## Extract
┄┄┄┄┄┄┄┄┄┄

Robyn Quinn said her predecessor was "rarely at work," and left behind drugs and evidence among piles of documents and personal belongings in her office when she retired last year.
   
"To be honest, it was like a 'Hoarding' episode in there," Quinn said of the office mess left by former lab manager Caroline Honse.
   
Quinn also described poor communications, a lack of written policies and procedures, and lax security measures and evidence handling procedures - including unauthorized staffers accepting and logging in drug evidence from police, non-authorized employees having access to the lab office area, and chemists storing evidence in their personal lab lockers.
   
"What I've been through for the last six months, nothing would surprise me," Quinn said when asked about potential security problems with lockboxes used by couriers delivering drug evidence to the lab.
   
Quinn's testimony came on the first day of a hearing involving two drug crime defendants that could determine the fate of hundreds of drug prosecutions in Delaware.
   
The evidence-tampering scandal involving the lab, which was part of the Office of Chief Medical Examiner, already has led to the arrests of two state employees and dismissals or plea bargains in scores of drug cases.
   
Public defenders now are arguing that prosecutors cannot meet their burden of establishing the integrity of evidence sent to the lab, and that hundreds of pending drug prosecutions should therefore be dismissed.
   
"Nothing that passed through the OCME is reliable," public defender Beth Savitz told Judge William Carpenter Jr. on Tuesday.
   
Prosecutors contend that only cases in which evidence tampering or theft has been found should be considered tainted.
   
Following this week's hearing, Carpenter's ruling is expected to serve as a template for hundreds of pending drug cases involving evidence sent to the lab before it was shut down by state police in February.
   
According to Quinn, officials knew of problems in the lab long before the police intervention.

┄┄┄┄┄┄┄┄┄┄

## Input data
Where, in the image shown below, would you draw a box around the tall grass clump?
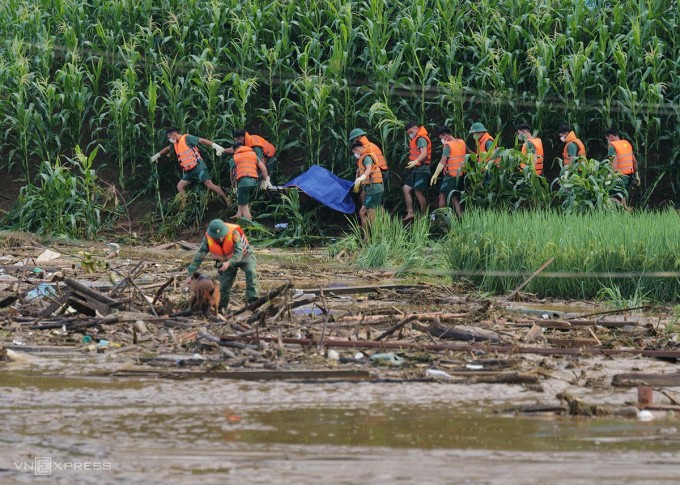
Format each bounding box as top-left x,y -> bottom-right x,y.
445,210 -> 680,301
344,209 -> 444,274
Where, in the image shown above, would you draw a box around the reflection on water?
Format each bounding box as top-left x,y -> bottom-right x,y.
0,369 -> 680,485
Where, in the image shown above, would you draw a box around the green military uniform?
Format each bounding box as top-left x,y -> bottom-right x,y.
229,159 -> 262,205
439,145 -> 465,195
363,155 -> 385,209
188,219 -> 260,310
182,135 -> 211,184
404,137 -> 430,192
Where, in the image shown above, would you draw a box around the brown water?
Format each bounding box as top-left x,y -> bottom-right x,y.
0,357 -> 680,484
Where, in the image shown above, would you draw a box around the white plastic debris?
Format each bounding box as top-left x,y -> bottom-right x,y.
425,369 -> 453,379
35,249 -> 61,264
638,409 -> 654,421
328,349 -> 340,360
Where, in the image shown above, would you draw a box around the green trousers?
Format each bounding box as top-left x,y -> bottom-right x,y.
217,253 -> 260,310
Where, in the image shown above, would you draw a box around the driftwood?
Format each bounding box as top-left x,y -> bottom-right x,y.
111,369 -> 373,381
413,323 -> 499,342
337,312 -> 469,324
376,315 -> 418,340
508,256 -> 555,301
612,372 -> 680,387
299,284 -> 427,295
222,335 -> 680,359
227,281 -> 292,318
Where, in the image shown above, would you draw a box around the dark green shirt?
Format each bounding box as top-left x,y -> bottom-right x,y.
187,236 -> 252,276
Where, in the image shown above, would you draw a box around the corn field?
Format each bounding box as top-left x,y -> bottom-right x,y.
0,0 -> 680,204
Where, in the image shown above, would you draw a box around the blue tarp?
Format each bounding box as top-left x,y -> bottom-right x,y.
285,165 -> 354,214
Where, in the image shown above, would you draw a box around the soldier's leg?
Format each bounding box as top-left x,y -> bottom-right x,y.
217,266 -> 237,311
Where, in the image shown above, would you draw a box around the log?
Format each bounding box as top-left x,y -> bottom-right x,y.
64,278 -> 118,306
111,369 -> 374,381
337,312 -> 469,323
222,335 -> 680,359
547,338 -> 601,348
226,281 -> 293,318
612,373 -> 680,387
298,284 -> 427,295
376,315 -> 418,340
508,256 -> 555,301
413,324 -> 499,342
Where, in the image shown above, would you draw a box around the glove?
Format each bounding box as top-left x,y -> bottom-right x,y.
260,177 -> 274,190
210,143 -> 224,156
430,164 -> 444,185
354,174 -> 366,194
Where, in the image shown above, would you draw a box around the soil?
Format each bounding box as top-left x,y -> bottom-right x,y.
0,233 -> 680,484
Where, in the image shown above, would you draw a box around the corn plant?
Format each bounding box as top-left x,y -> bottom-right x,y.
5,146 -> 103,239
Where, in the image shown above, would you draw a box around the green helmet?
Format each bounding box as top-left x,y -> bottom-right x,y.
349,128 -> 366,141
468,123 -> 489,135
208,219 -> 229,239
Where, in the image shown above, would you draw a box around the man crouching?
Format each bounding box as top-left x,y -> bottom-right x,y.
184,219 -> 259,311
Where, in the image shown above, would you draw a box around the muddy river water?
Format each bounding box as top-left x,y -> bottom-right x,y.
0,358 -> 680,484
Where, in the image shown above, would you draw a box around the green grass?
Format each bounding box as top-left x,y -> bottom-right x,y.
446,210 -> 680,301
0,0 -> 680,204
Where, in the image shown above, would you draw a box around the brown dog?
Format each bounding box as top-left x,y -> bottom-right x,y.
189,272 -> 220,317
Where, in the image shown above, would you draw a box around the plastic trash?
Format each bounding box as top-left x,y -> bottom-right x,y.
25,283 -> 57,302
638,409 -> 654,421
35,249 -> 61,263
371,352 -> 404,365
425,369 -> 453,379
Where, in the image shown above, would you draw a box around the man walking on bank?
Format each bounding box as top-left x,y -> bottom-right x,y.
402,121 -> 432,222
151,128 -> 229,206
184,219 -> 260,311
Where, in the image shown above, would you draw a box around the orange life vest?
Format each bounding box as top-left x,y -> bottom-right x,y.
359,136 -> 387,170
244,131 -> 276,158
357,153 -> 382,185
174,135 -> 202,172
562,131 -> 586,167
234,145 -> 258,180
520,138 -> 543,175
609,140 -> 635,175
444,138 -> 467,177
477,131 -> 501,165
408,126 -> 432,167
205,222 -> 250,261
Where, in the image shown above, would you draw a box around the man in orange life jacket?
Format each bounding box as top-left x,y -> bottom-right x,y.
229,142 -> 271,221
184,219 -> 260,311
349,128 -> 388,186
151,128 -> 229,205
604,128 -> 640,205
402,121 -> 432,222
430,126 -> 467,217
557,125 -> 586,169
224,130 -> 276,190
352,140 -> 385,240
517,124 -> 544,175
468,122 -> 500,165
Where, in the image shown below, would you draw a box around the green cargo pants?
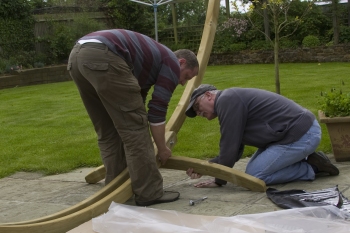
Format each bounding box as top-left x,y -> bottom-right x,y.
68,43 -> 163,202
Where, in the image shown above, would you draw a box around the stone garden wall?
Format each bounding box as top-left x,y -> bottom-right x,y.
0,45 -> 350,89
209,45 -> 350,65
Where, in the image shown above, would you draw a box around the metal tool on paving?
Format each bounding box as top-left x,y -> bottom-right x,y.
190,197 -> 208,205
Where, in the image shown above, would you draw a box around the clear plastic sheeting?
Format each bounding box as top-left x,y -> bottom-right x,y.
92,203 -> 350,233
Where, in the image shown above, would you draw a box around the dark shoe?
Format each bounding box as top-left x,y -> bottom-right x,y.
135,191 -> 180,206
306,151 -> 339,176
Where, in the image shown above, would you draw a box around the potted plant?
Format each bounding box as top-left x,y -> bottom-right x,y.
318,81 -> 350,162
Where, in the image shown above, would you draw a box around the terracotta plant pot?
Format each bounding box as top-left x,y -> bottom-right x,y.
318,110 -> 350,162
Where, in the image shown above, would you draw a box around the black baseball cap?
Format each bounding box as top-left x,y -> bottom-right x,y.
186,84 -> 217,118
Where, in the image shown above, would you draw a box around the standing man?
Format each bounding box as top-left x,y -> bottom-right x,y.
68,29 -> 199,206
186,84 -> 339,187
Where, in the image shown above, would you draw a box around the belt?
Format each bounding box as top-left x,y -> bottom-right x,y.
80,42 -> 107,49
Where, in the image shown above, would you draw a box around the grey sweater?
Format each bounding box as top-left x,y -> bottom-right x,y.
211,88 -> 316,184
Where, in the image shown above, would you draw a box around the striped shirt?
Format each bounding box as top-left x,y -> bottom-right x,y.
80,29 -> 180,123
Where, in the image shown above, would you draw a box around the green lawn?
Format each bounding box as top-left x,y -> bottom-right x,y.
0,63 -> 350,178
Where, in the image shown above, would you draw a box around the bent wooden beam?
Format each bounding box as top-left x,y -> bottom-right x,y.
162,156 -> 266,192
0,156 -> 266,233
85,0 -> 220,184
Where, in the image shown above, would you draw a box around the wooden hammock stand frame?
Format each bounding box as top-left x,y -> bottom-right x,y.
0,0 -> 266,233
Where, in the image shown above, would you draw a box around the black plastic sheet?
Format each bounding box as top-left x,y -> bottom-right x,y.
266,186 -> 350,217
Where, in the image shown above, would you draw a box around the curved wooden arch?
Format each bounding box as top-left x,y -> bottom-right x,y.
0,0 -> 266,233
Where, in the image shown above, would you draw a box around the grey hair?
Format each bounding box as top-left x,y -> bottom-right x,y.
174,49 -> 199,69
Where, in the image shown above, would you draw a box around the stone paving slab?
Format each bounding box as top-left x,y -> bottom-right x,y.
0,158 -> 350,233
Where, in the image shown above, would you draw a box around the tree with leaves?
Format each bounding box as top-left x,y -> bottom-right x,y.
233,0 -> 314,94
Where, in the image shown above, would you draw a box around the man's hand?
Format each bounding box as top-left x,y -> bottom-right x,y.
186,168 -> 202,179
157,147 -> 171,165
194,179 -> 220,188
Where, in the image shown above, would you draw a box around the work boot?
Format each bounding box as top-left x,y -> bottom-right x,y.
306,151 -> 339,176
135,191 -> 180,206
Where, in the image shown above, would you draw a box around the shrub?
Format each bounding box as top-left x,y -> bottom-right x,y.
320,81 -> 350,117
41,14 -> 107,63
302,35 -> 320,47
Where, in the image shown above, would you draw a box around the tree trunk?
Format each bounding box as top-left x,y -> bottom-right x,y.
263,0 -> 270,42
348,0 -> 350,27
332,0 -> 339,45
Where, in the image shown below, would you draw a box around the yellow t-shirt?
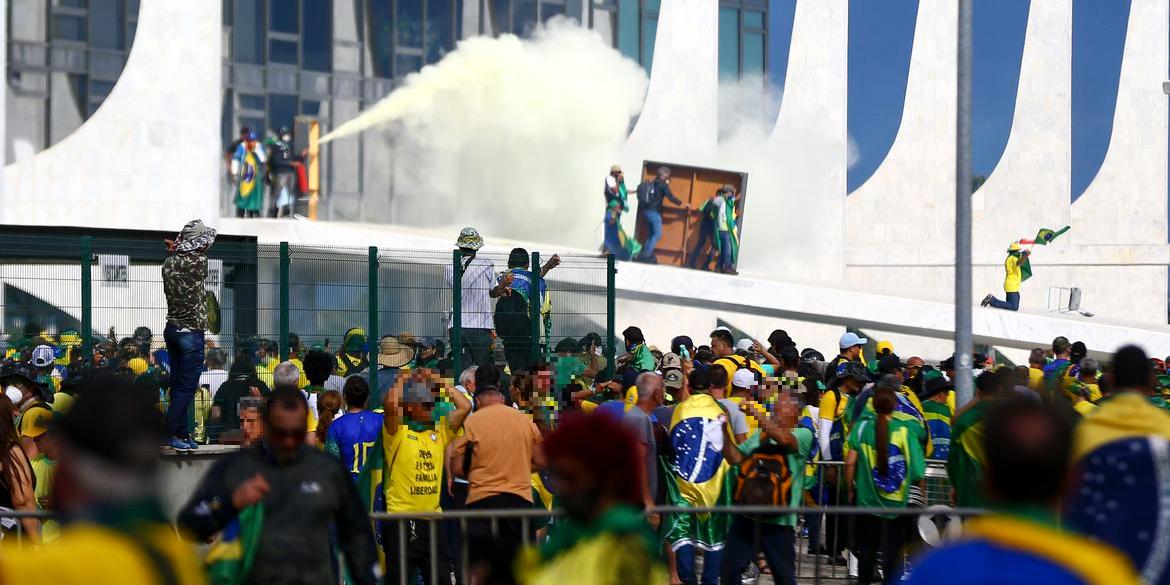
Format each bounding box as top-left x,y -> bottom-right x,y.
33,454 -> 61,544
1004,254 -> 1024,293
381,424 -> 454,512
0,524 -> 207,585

┄┄┄┄┄┄┄┄┄┄

## Directions
**1)** Transcribe the stretch of the drug lab article from "Quinn also described" through "personal lab lockers.".
**2)** Answer these questions from the drug lab article:
(a) What television show did Quinn compare the office to?
(b) Which public defender told the judge that nothing that passed through the OCME is reliable?
(c) Who shut down the lab, and in what month?
**3)** Carry the drug lab article forward from its last sentence.

## Results in order
**1)**
Quinn also described poor communications, a lack of written policies and procedures, and lax security measures and evidence handling procedures - including unauthorized staffers accepting and logging in drug evidence from police, non-authorized employees having access to the lab office area, and chemists storing evidence in their personal lab lockers.

**2)**
(a) "Hoarding"
(b) Beth Savitz
(c) State police shut it down in February.

**3)**
   
Quinn said the transition of leadership to her was made more difficult because Honse was rarely at work, but she suggested that Hal Brown, deputy director of the medical examiner's office, was well aware of the problems, if not their exact extent.
   
"I think he sort of knew what I was walking into," Quinn said.
   
Quinn also said she expressed doubts to police about the competency of a colleague who was picked by Brown and former chief medical examiner Dr. Richard Callery to oversee an internal audit in January.
   
Quinn said the staffer, management analyst Jack Lucey, improperly broke seals on evidence envelopes and did not handle DNA evidence according to proper standards.
   
"It was a lack of attention to detail," she said, adding that Lucey also appeared to have trouble taking directions from a female.
   
The internal audit was never completed because of the police investigation.
   
Callery, who was among the highest-paid employees in state government, was fired in July and is the target of a criminal investigation involving possible misuse of state resources. His firing came shortly after lawmakers abolished the office of chief medical examiner in June and replaced it with a new division of forensic science.
   
Honse could not immediately be reached for comment.